(INSTRUCTION)
Write out, precisely and in full, each line of the material.
▬▬▬▬▬▬▬▬▬▬
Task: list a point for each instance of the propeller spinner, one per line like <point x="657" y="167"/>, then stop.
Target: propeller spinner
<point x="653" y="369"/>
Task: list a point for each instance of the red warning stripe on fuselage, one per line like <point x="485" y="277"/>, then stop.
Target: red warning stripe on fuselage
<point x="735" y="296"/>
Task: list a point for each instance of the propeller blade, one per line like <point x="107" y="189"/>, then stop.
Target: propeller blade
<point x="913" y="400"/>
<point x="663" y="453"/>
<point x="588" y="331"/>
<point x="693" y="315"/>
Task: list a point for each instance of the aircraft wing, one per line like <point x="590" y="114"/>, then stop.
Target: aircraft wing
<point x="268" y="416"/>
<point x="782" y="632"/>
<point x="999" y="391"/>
▬▬▬▬▬▬▬▬▬▬
(ANSWER IN FULL)
Task: list a point for each instance of the propeller spinner, one per line like <point x="657" y="167"/>, then stop.
Target: propeller spinner
<point x="653" y="369"/>
Task: list a point for each instance of the red warning stripe on fuselage, one per line like <point x="485" y="277"/>, then stop.
Target: red warning stripe on fuselage
<point x="735" y="296"/>
Task: list a point for each instance of the propeller blade, one per line like <point x="107" y="189"/>, then stop.
Target: propeller blade
<point x="913" y="400"/>
<point x="663" y="453"/>
<point x="588" y="331"/>
<point x="693" y="315"/>
Task: list a point for each instance of the aircraft wing, one per line like <point x="590" y="114"/>, then stop.
Target: aircraft wing
<point x="268" y="416"/>
<point x="782" y="632"/>
<point x="999" y="391"/>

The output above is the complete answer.